▶ Activity:
Only the lines below starting at the one containing "Localize hand gripping" and ending at the one containing "Localize person in black" belong in the answer, each copied exactly.

[Stored items from a collection]
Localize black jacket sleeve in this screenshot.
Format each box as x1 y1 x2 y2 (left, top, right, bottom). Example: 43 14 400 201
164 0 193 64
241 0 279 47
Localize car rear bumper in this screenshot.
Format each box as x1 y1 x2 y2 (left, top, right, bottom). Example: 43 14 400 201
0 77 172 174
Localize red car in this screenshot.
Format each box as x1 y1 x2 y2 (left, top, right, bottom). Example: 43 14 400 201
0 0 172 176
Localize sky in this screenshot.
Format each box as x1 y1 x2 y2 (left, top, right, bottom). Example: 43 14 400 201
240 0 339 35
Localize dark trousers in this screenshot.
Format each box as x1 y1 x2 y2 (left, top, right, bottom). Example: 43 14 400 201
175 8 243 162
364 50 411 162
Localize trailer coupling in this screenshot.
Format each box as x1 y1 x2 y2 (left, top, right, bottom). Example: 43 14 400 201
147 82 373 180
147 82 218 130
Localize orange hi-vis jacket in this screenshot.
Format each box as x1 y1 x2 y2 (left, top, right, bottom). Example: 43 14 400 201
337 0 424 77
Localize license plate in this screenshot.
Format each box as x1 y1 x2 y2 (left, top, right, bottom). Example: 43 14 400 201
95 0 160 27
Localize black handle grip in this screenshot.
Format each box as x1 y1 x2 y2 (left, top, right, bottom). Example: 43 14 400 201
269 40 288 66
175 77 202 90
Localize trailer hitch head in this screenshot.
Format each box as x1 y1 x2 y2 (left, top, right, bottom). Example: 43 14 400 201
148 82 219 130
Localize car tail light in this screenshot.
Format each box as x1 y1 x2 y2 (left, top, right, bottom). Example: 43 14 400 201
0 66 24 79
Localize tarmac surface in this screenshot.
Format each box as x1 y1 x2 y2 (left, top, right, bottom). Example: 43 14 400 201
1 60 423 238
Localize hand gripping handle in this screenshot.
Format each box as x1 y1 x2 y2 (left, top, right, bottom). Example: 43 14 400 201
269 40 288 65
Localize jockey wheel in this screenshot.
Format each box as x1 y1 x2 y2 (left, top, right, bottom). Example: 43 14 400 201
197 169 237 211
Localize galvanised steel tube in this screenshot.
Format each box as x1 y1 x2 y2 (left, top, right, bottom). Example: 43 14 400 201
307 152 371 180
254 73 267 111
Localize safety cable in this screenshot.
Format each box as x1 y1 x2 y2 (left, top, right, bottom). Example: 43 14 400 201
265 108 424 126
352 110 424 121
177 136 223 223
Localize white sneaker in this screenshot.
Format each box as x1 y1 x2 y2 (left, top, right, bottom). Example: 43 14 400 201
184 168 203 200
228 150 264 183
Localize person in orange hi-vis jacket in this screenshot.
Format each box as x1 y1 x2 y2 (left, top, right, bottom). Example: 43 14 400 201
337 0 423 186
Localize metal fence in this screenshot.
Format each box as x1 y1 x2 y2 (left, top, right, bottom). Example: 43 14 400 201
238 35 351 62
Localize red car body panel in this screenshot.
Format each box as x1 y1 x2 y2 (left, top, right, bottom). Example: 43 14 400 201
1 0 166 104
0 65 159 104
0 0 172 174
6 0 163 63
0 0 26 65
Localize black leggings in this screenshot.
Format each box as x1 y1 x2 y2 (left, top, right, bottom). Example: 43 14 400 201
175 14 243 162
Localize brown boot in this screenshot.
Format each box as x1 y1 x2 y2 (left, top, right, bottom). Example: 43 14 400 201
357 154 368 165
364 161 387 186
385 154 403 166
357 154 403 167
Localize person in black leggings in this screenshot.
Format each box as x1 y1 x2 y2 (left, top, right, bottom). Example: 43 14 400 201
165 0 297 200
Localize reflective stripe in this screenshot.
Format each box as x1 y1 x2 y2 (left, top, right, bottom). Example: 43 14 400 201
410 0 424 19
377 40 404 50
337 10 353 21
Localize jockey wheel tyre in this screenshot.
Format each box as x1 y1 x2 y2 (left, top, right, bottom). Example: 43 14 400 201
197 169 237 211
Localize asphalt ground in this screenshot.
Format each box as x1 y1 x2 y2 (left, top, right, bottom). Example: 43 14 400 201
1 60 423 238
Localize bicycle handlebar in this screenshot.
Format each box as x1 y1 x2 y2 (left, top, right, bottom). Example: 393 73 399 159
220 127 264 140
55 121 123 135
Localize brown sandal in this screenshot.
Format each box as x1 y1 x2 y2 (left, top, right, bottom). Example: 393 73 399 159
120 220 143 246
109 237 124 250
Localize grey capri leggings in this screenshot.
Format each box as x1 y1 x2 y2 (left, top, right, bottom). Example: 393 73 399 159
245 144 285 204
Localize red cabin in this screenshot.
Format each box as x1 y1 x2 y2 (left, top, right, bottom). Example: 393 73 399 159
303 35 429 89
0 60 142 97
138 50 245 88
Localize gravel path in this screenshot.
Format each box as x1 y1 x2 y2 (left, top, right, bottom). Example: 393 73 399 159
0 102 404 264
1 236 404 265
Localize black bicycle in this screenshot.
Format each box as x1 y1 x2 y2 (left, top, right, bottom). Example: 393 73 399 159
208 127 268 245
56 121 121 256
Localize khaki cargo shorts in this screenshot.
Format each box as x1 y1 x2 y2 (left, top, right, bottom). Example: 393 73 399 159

▶ Solution for this task:
Localize hand gripping handle in this screenshot.
Format each box as x1 y1 x2 y2 (left, top, right, bottom). Example: 43 14 400 201
269 40 288 65
Localize jockey wheel in this screenshot.
Format each box as x1 y1 x2 y2 (left, top, right, bottom). Example: 43 14 400 201
197 169 237 211
Localize galvanised steel tube in this screenshot.
Format each box as x1 y1 x2 y2 (left, top, right, bottom). Example: 43 14 400 201
307 152 371 180
254 73 267 111
Localize safety cable in this screenshot.
Format each box as x1 y1 x2 y2 (left, top, right, bottom). Example: 43 14 400 201
265 108 424 126
352 110 424 121
177 136 223 223
Localize white sneaker in this screenshot.
Format each box as x1 y1 x2 y2 (left, top, right, bottom). Example: 43 14 400 201
184 168 203 200
228 150 264 183
Localize person in orange hi-vis jacket in this screenshot.
Format each box as x1 y1 x2 y2 (left, top, right, bottom). Example: 43 14 400 201
337 0 423 186
Localize metal fence in this screenshot.
Format each box as x1 y1 x2 y2 (left, top, right, bottom). Example: 43 14 400 201
238 35 351 62
Localize red car body panel in this screenshot.
Format each box as x1 y1 x2 y2 (left, top, right, bottom). Example: 43 14 400 201
1 0 166 104
0 65 159 104
0 0 172 174
6 0 163 63
0 0 26 65
Localize black leggings in this screenshot.
Format each box as x1 y1 x2 y2 (left, top, right, bottom). Example: 43 14 400 201
175 14 243 162
Localize brown boot in this screenshot.
Format each box as x1 y1 x2 y2 (left, top, right, bottom). Example: 43 14 400 201
357 154 368 165
364 161 387 186
385 154 403 166
357 154 403 167
Localize person in black leggings in this screenshot.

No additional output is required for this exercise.